• [What the task asks] Put each line of the entries below into a Markdown table with the columns Index and Text. Number the rows in order, skip blank lines, and omit any images.

• [Data lines]
— start —

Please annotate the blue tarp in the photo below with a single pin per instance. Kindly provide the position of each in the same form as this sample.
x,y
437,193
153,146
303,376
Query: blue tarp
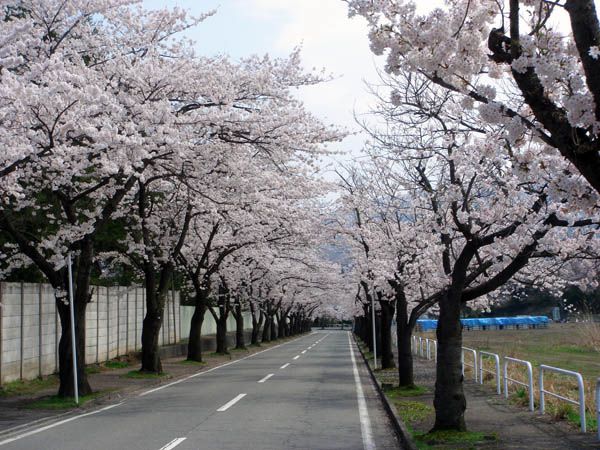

— end —

• [Response to the task]
| Index | Text |
|---|---|
| 1 | Please annotate the blue tarp in the photo below with a single pin per instance. Kindly provide the position of each in the same form as this sample. |
| 2 | x,y |
| 3 | 437,193 |
| 4 | 153,146 |
| 5 | 303,376 |
| 6 | Query: blue tarp |